◆ Written request ◆
Can you locate every line in the data below that contains the word "fire" and copy each of those lines? Only exact case matches count.

:: Information given

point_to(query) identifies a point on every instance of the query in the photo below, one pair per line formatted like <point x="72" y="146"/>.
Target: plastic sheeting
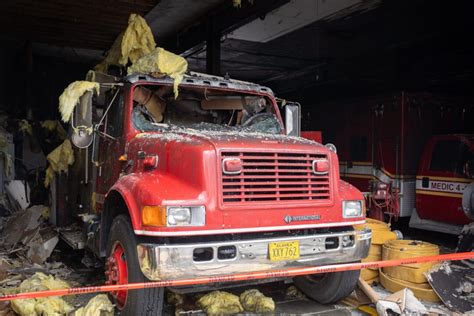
<point x="71" y="95"/>
<point x="136" y="42"/>
<point x="161" y="61"/>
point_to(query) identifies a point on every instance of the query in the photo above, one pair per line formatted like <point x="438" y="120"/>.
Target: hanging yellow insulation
<point x="136" y="42"/>
<point x="161" y="62"/>
<point x="71" y="95"/>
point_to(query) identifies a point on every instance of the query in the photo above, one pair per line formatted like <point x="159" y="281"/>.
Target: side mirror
<point x="81" y="122"/>
<point x="293" y="119"/>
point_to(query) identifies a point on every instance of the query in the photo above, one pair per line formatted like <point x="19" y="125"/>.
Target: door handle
<point x="425" y="182"/>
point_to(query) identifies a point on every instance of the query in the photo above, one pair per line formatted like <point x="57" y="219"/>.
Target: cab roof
<point x="200" y="79"/>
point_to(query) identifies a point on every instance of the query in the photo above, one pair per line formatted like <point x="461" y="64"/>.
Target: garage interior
<point x="389" y="83"/>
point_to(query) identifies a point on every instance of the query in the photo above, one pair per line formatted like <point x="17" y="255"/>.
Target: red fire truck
<point x="387" y="150"/>
<point x="220" y="185"/>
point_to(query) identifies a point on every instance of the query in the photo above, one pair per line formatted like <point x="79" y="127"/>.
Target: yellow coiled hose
<point x="408" y="275"/>
<point x="380" y="234"/>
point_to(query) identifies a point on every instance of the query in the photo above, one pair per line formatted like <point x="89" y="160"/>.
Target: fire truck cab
<point x="443" y="182"/>
<point x="219" y="185"/>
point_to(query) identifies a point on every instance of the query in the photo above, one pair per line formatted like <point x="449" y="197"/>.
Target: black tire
<point x="138" y="302"/>
<point x="329" y="287"/>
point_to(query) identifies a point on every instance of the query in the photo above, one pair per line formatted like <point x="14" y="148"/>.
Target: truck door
<point x="441" y="179"/>
<point x="110" y="145"/>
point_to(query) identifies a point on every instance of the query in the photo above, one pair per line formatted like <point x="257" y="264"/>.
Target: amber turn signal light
<point x="154" y="216"/>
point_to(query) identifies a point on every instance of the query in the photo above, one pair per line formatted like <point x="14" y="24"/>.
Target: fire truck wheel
<point x="122" y="267"/>
<point x="329" y="287"/>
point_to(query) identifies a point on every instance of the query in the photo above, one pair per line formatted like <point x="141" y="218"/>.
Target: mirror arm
<point x="108" y="108"/>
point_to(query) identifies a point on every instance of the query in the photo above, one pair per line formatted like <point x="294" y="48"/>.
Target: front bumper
<point x="159" y="262"/>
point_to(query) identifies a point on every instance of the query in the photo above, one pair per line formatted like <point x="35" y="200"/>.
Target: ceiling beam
<point x="226" y="19"/>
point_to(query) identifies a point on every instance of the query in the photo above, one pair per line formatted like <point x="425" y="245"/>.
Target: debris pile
<point x="43" y="305"/>
<point x="100" y="305"/>
<point x="219" y="302"/>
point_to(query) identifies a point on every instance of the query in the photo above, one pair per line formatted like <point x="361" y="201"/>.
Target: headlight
<point x="185" y="216"/>
<point x="171" y="216"/>
<point x="352" y="208"/>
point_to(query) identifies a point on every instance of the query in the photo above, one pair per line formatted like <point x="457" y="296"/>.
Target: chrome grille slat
<point x="274" y="177"/>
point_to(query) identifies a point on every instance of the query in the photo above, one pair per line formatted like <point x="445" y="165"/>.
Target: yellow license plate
<point x="284" y="250"/>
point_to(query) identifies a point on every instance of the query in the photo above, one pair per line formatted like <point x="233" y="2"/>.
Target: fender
<point x="133" y="191"/>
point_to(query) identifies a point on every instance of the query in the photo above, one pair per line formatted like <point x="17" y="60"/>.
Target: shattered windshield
<point x="156" y="109"/>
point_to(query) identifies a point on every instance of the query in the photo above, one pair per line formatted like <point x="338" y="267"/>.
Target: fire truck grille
<point x="274" y="177"/>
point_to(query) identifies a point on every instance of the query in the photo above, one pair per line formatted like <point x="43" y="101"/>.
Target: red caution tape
<point x="241" y="276"/>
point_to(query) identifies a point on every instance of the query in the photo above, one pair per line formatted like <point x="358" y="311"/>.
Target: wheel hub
<point x="116" y="273"/>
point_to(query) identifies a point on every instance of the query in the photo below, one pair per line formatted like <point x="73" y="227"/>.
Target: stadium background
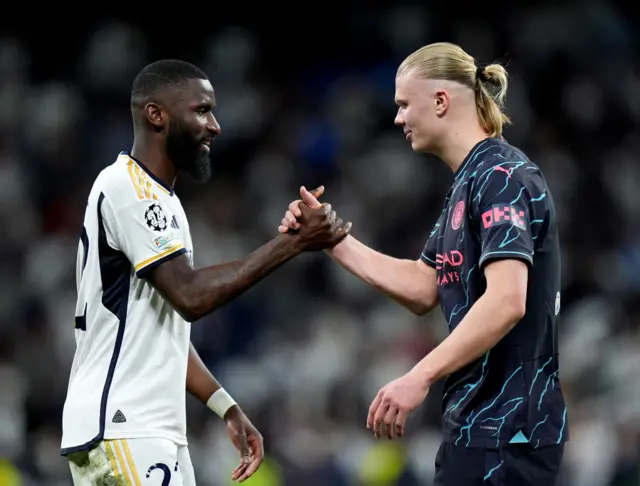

::::

◆ Expected output ◆
Target: red fire truck
Target: fire truck cab
Target: fire truck wheel
Target: fire truck grille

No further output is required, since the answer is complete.